> **REQUIRED WORK**
Return the records exactly as they appear below, omitting the pictures.

===============

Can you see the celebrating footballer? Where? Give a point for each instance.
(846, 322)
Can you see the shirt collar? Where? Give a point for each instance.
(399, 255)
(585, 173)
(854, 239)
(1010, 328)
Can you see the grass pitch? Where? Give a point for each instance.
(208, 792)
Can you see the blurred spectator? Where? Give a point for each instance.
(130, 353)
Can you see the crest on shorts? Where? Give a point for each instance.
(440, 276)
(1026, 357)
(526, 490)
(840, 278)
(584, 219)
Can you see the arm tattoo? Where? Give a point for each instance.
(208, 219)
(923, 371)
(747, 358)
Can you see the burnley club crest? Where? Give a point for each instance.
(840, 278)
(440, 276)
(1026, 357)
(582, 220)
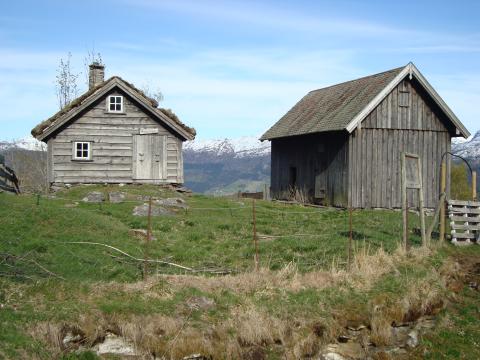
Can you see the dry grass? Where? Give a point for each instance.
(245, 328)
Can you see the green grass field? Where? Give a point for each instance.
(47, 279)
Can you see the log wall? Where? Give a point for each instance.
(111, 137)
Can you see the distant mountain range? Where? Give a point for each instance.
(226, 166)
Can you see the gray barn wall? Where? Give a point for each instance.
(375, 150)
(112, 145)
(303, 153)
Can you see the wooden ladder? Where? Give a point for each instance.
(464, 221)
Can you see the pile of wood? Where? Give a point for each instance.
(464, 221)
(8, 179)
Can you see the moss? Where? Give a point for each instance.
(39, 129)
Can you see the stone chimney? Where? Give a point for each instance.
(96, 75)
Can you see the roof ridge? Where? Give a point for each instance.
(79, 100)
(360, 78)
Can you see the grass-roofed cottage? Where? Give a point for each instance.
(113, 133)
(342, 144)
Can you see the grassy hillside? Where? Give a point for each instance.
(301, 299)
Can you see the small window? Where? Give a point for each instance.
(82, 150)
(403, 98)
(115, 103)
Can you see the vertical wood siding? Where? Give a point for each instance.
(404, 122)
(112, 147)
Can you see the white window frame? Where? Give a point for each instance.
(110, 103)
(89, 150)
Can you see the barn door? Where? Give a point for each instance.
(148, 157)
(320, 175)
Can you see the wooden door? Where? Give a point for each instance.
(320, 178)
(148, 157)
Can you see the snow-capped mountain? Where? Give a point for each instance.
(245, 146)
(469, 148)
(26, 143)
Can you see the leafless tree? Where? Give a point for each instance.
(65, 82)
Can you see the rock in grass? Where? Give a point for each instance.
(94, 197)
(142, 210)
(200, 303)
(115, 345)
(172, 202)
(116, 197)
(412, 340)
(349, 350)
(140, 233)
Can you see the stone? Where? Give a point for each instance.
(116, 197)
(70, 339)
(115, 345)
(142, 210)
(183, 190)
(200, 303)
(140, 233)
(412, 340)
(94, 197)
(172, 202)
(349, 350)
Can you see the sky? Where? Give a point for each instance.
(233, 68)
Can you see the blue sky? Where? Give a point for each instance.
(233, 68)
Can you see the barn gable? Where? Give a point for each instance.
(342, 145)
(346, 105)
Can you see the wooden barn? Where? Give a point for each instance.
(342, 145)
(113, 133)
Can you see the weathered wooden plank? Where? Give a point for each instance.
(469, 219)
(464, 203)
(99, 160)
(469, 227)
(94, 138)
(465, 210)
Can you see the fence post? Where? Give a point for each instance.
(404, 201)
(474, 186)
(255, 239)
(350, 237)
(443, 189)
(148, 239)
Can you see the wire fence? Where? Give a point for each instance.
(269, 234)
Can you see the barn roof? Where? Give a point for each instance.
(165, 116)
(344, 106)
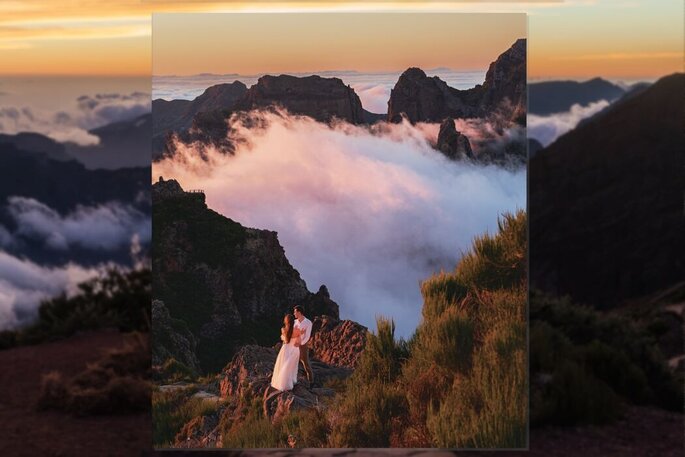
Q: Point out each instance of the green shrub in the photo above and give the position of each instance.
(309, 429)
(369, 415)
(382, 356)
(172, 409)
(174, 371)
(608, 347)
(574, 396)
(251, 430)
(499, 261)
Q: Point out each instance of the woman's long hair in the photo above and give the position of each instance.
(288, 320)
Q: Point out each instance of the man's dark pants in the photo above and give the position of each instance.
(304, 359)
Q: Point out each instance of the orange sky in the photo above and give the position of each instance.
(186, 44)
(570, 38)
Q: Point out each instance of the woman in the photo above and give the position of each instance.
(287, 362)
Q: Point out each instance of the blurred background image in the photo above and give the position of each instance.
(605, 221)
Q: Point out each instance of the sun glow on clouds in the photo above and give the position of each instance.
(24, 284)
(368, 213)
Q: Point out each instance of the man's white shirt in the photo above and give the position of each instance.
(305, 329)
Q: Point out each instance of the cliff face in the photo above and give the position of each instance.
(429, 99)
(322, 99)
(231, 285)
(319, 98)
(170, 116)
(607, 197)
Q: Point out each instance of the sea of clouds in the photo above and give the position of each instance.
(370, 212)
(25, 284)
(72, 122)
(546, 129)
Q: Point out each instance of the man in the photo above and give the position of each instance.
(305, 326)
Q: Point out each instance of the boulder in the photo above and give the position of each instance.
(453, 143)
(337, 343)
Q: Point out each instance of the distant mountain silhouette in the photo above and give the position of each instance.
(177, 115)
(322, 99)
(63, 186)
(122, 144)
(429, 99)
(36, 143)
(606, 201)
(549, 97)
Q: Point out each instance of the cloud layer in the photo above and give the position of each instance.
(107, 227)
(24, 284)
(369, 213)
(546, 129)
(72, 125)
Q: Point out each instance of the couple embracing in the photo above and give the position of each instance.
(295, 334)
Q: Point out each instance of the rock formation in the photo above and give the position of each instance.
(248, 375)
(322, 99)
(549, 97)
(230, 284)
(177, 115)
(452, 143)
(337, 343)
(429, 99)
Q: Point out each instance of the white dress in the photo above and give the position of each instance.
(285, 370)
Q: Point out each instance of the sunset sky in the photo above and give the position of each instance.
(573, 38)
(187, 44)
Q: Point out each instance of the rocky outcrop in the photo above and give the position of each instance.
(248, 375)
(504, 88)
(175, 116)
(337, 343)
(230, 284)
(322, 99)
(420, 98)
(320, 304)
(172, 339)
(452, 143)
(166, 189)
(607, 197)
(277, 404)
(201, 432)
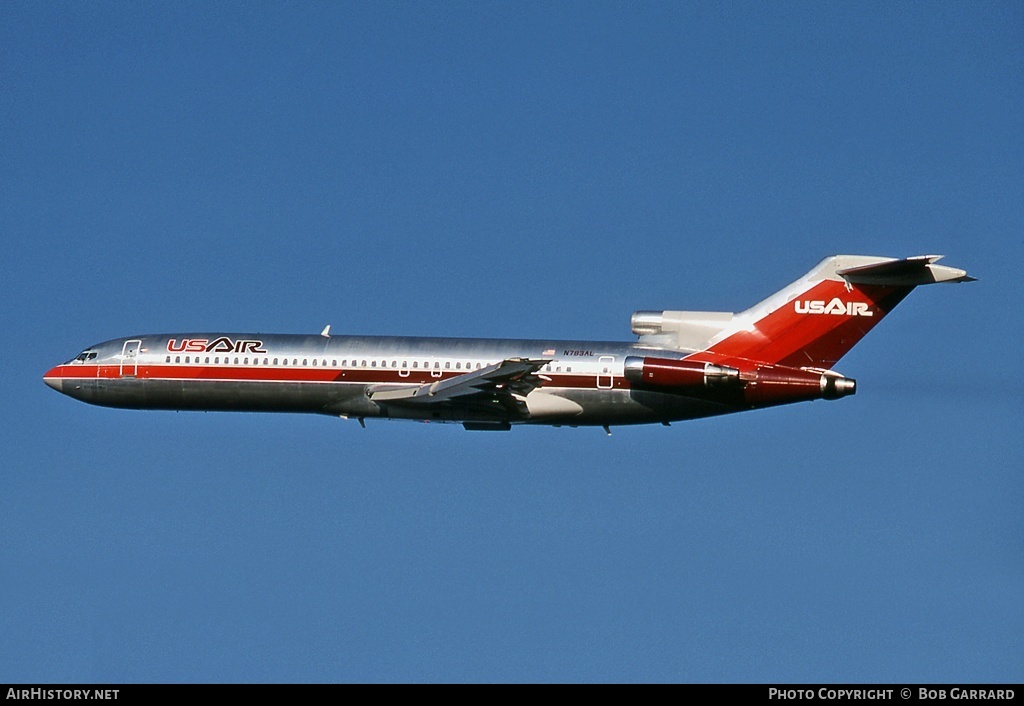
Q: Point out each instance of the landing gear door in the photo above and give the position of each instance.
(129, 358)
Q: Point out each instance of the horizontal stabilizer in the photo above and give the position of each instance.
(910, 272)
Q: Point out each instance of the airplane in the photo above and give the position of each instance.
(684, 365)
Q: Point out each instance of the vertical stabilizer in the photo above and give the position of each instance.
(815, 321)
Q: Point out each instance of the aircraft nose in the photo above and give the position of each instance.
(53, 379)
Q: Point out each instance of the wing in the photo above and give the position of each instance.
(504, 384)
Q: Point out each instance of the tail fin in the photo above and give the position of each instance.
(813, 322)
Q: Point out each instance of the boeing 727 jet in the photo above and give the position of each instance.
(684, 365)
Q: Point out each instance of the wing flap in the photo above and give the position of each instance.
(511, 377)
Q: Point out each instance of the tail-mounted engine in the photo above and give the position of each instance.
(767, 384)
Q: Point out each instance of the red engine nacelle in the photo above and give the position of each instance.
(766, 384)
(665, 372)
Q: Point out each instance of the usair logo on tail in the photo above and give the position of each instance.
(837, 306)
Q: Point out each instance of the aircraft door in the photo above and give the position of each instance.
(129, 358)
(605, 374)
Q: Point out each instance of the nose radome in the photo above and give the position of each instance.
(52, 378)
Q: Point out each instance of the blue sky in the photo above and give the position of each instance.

===============

> **YOUR RESPONSE**
Can you see the celebrating footballer? Where? Give a point for each instance.
(846, 322)
Can you see the shirt collar? Where? Give a point for each instance.
(399, 255)
(585, 173)
(854, 239)
(1010, 328)
Can you see the grass pitch? Where? Give a point for each instance.
(208, 792)
Can you see the blurred spectator? Where? Give a point for each instance.
(130, 353)
Can you see the crest on shorts? Where? Give a point for each instance.
(440, 276)
(1026, 357)
(526, 490)
(840, 278)
(584, 219)
Can you see the arm tattoo? Where? Give a point for each instance.
(208, 219)
(923, 371)
(747, 358)
Can you see the burnley club crest? Where? Give a point for each instance.
(840, 278)
(440, 276)
(1026, 357)
(582, 220)
Can you see the dry grass? Where? Give a point for each instance.
(245, 328)
Can you see the green grass field? Where? Give a point for each instance.
(47, 279)
Can you see the log wall? Where? Give a point for each instance.
(111, 137)
Can you see the distant mountain range? Where? Give a point for each instance.
(226, 166)
Can you see the gray barn wall? Where? Give a point for each instance.
(375, 150)
(112, 145)
(303, 153)
Can you see the wooden ladder? Where? Give a point for each instance.
(464, 221)
Can you see the pile of wood? Where? Give a point for each instance.
(464, 221)
(8, 179)
Can you see the moss? Where? Give a point for each instance.
(39, 129)
Can you see the stone chimney? Where? Give a point for each instance.
(96, 75)
Can you see the roof ridge? Where? Give a point for each instance.
(79, 100)
(360, 78)
Can you see the grass-roofed cottage? Where? Give a point for each instance.
(113, 133)
(342, 144)
Can you see the grassy hillside? Where? Give a point for each instance.
(301, 299)
Can you see the small window? Where? Give a point for each instance.
(82, 150)
(403, 98)
(115, 103)
Can you see the vertical wood siding? Where? Give a point for each instance.
(404, 122)
(112, 147)
Can you see the white window frame? Where? Give a point for each instance.
(110, 103)
(89, 150)
Can you see the barn door? Where? Give a point for each instance.
(148, 157)
(320, 175)
Can you see the wooden door? Where? Give a point for each instance.
(320, 178)
(148, 157)
Can you see the snow-capped mountain? Where? Give a point for each instance.
(245, 146)
(469, 148)
(26, 143)
Can you see the leafless tree? Where? Give a point for each instance.
(65, 82)
Can you see the rock in grass? Where? Give a point for each instance.
(94, 197)
(142, 210)
(200, 303)
(115, 345)
(172, 202)
(116, 197)
(412, 340)
(349, 350)
(140, 233)
Can you see the stone? Where? Give a point for each instance.
(116, 197)
(70, 339)
(115, 345)
(142, 210)
(183, 190)
(200, 303)
(140, 233)
(412, 340)
(94, 197)
(172, 202)
(349, 350)
Can you see the sky? Where? Give a point for each instance.
(233, 68)
Can you see the blue sky? Where? Give a point for each instance.
(233, 68)
Can you see the barn gable? Where? Give a point for each instance.
(342, 145)
(346, 105)
Can you see the wooden barn? Where? Give a point for each instance.
(342, 145)
(113, 133)
Can you see the weathered wooden plank? Where? Give a point for each instance.
(469, 219)
(464, 203)
(99, 160)
(469, 227)
(94, 138)
(465, 210)
Can you see the fence post? Where? Give a point for each instance.
(404, 201)
(474, 186)
(255, 239)
(350, 237)
(443, 189)
(148, 239)
Can you see the wire fence? Where? Give a point for each instance.
(269, 234)
Can you see the barn roof? Where? Give a point for each instance.
(165, 116)
(344, 106)
Q: Point out each instance of the green shrub in the photo above and give the position of each instance.
(309, 429)
(369, 415)
(382, 356)
(172, 409)
(174, 371)
(608, 347)
(574, 396)
(251, 430)
(499, 261)
Q: Point out each instance of the woman's long hair in the photo above and give the position of each instance.
(288, 320)
Q: Point out each instance of the man's dark pants in the photo above and give the position of each instance.
(304, 359)
Q: Point out each instance of the orange sky in the photo above and give the position of each instance.
(186, 44)
(570, 38)
Q: Point out each instance of the woman in the photo above and give the position of each instance.
(287, 362)
Q: Point out each instance of the blurred background image in the photo above and give the position of each instance.
(605, 221)
Q: Point out each instance of the sun glow on clouds in the photo above and give the position of each instance.
(24, 284)
(368, 213)
Q: Point out each instance of the man's white shirt in the photo above and give the position of each instance.
(305, 329)
Q: Point out each instance of the cliff face in the photo above and give the position of each instance.
(429, 99)
(322, 99)
(231, 285)
(319, 98)
(170, 116)
(607, 197)
Q: Point out each instance of the sea of clouds in the photo above and give the position of each instance.
(370, 212)
(25, 284)
(72, 122)
(546, 129)
Q: Point out each instance of the man in the photo above and give the position of each instance.
(305, 326)
Q: Point out each instance of the boulder in the photo above and give the position of each instance.
(453, 143)
(337, 343)
Q: Point out each instance of the distant mountain silhouette in the photo above and give the position of each instance.
(177, 115)
(322, 99)
(63, 186)
(122, 144)
(429, 99)
(36, 143)
(606, 201)
(549, 97)
Q: Point out each instance of the cloud layer in the photo above and give the position of each instance.
(107, 227)
(24, 284)
(369, 213)
(546, 129)
(72, 125)
Q: Point out each instance of the couple embracing in the photo above and give the position of each instance.
(295, 334)
Q: Point out each instance of the rock formation in the photo above and give the position of each instance.
(248, 375)
(322, 99)
(549, 97)
(230, 284)
(177, 115)
(452, 143)
(337, 343)
(429, 99)
Q: Point out each instance of the white dress in the photo above and give the position of each instance.
(285, 370)
Q: Point out each instance of the sunset sky in the photo above and give the position of each instance.
(573, 38)
(187, 44)
Q: Point out each instance of the rocky outcrop in the photo above and give the position of each instance.
(248, 375)
(504, 88)
(175, 116)
(337, 343)
(230, 284)
(322, 99)
(420, 98)
(320, 304)
(172, 339)
(452, 143)
(166, 189)
(607, 197)
(277, 404)
(201, 432)
Q: Point out each instance of the landing gear door in the photo above and give the position of each instance.
(129, 358)
Q: Point out each instance of the horizontal stabilizer in the photo above and give the position of each instance.
(910, 272)
Q: Point out each instance of the airplane in the photo above and give the position of each instance.
(684, 365)
Q: Point out each instance of the vertical stabilizer in the photo above and give the position of each instance.
(815, 321)
Q: Point out each instance of the aircraft nose in the photo above and give the position of each instance.
(53, 379)
Q: Point out each instance of the wing in the photo above and give the position of each instance.
(504, 384)
Q: Point out each instance of the tail fin in the photo above and give the position of each instance.
(813, 322)
Q: Point out each instance of the boeing 727 jet in the photo above and give the position of each instance.
(684, 365)
Q: Point out each instance of the wing flap in the photo above and give the position of each instance.
(511, 377)
Q: Point out each instance of the tail-mounted engine in the photo above and give the position of each instance.
(767, 384)
Q: Point out each instance of the red engine nacelle in the photo above and give the position of each instance.
(766, 384)
(665, 372)
Q: Point out each instance of the usair logo on tail in the photo above and give the position of each instance.
(837, 306)
Q: Point out each instance of the aircraft door in the photo above and give the position of each instance.
(129, 358)
(605, 374)
Q: Point out each instance of the nose radome in the photo above and give the position of each instance.
(52, 378)
Q: Point out each instance of the blue sky in the photo above and give the position of each instance.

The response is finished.